*Task description*:
When the string "dark" occurs in a line of the listing below, return that line.

*Exercise material*:
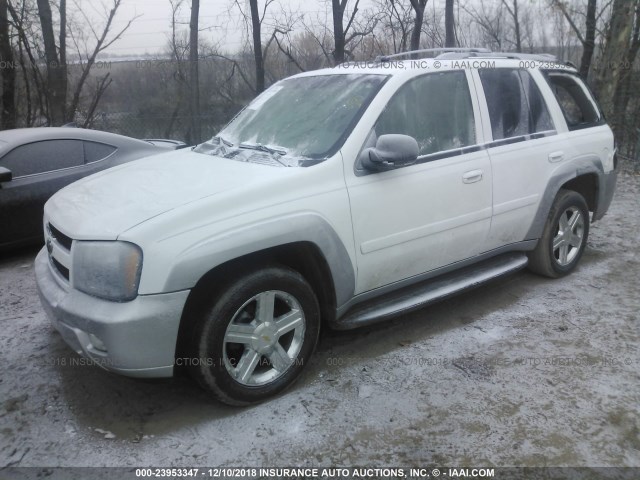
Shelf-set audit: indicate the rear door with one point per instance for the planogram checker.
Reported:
(523, 149)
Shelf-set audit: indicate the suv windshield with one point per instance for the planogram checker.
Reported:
(299, 118)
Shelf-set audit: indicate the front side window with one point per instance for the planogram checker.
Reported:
(435, 109)
(578, 108)
(516, 106)
(304, 117)
(45, 156)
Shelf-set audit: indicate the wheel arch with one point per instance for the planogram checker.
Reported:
(304, 257)
(585, 177)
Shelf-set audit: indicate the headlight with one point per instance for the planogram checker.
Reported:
(109, 270)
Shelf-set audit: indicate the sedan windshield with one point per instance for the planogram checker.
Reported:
(301, 118)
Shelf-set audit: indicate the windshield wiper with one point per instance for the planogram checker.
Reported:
(220, 140)
(263, 148)
(275, 152)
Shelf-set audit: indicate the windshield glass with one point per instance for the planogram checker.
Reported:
(307, 117)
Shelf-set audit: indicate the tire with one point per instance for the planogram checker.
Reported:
(564, 237)
(262, 360)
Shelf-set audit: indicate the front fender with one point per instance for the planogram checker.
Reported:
(197, 260)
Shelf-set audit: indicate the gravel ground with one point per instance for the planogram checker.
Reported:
(524, 371)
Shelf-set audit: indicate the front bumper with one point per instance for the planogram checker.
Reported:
(139, 336)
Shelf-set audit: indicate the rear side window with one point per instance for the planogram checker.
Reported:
(45, 156)
(577, 105)
(515, 104)
(435, 109)
(94, 151)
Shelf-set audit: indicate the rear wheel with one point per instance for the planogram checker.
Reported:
(564, 237)
(256, 337)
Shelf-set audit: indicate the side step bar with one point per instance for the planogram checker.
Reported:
(417, 296)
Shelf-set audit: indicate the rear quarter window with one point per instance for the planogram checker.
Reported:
(44, 156)
(94, 151)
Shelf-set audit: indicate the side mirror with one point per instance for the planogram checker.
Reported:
(5, 175)
(391, 151)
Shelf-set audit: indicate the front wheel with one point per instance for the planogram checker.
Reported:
(564, 237)
(256, 337)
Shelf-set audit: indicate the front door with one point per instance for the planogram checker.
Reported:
(436, 212)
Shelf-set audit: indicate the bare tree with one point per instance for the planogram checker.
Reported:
(614, 61)
(194, 82)
(342, 37)
(449, 23)
(56, 76)
(588, 38)
(513, 11)
(8, 114)
(395, 20)
(102, 43)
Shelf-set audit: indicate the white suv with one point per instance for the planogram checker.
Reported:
(342, 197)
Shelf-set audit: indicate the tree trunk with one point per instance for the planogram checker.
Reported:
(194, 83)
(418, 7)
(615, 53)
(449, 24)
(257, 46)
(622, 93)
(8, 114)
(589, 43)
(56, 76)
(338, 30)
(516, 22)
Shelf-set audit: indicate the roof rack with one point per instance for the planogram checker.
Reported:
(509, 55)
(386, 58)
(460, 53)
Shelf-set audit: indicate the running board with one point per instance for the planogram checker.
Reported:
(417, 296)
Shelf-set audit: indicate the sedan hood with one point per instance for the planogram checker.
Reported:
(108, 203)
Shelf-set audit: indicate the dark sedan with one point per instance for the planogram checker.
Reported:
(37, 162)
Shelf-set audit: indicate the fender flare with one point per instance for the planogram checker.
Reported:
(590, 164)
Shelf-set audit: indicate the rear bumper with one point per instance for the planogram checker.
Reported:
(138, 337)
(605, 193)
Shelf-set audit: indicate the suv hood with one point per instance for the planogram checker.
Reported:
(104, 205)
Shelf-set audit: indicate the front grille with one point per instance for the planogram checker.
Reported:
(59, 247)
(60, 237)
(64, 271)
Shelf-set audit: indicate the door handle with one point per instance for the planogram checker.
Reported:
(556, 157)
(472, 176)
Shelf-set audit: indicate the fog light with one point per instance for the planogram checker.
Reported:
(97, 343)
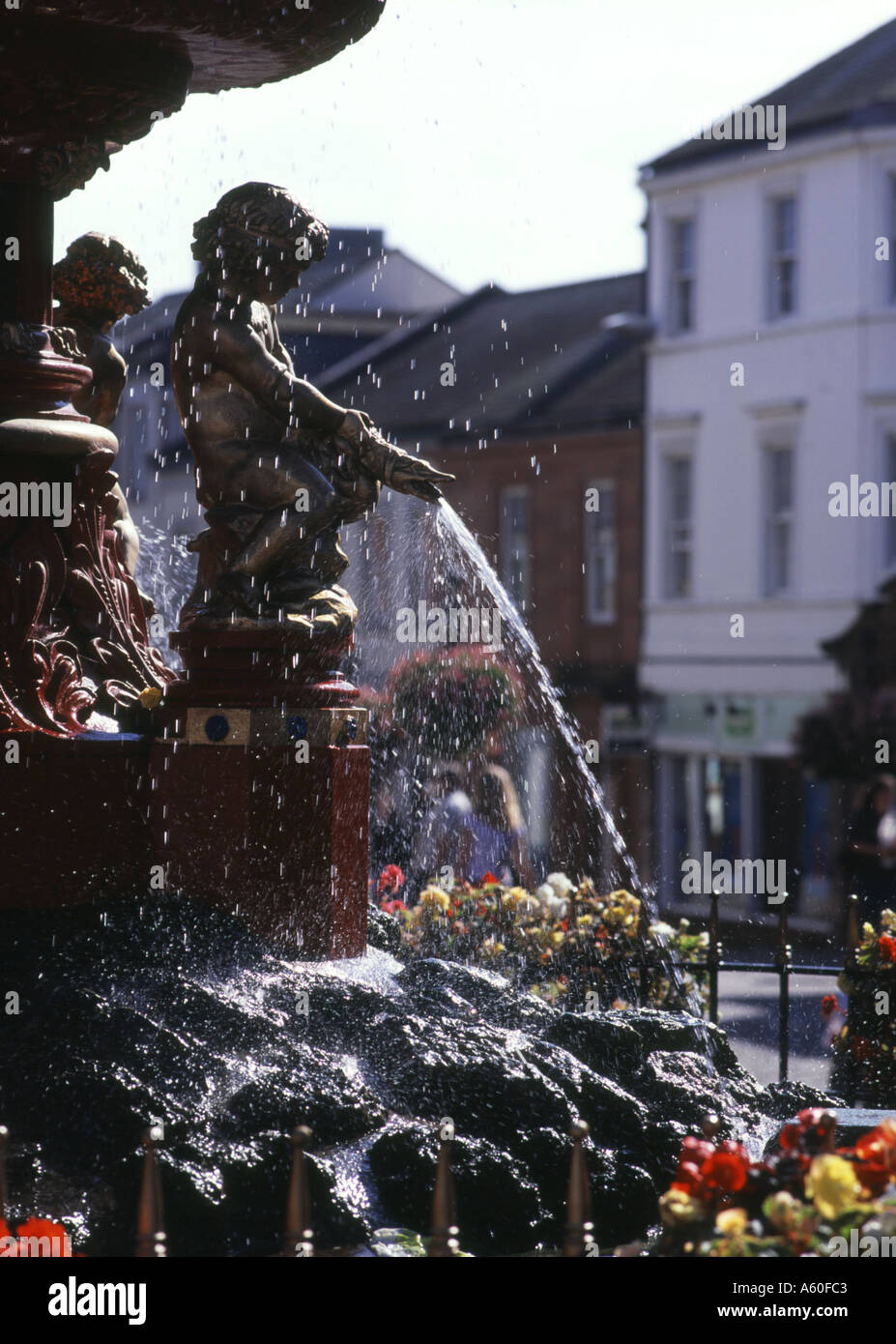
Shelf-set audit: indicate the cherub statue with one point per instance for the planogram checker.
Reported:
(97, 282)
(278, 467)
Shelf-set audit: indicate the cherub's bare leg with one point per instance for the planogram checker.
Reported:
(310, 507)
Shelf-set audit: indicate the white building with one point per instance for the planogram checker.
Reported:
(772, 375)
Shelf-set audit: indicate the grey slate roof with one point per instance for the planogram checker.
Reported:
(853, 88)
(530, 362)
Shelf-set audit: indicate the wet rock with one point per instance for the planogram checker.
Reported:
(783, 1101)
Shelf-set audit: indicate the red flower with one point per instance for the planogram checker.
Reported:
(875, 1156)
(886, 945)
(727, 1168)
(391, 879)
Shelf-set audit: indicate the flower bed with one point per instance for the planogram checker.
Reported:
(806, 1199)
(562, 943)
(865, 1048)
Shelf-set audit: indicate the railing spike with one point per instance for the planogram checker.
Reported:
(299, 1241)
(444, 1241)
(151, 1238)
(579, 1227)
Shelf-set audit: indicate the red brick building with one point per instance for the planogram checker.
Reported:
(535, 402)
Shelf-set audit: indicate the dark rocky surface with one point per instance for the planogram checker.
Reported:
(171, 1010)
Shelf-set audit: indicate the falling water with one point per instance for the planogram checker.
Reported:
(457, 544)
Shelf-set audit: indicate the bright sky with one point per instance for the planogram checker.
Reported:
(492, 138)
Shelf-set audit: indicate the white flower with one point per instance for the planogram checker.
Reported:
(551, 902)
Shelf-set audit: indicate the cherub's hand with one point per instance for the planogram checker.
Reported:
(356, 427)
(418, 478)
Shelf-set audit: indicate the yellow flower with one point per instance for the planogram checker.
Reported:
(434, 898)
(733, 1222)
(678, 1209)
(831, 1184)
(782, 1212)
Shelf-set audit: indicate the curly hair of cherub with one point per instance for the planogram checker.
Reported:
(252, 219)
(100, 279)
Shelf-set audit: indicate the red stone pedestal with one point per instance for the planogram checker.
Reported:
(261, 788)
(74, 819)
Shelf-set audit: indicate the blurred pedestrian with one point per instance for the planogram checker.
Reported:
(495, 833)
(871, 850)
(438, 843)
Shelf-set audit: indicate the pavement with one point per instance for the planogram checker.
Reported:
(748, 1012)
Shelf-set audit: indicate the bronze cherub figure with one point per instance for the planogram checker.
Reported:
(278, 467)
(97, 282)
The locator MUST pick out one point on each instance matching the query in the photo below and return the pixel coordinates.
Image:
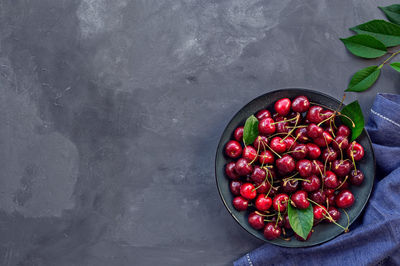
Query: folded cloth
(375, 237)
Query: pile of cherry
(301, 156)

*Your solution*:
Shelf-set audit: indicate the dark sedan with one point per instance for the planogram checker.
Shelf-set audit: indicate the dark rocky surface with one point per instance for the planogram checker.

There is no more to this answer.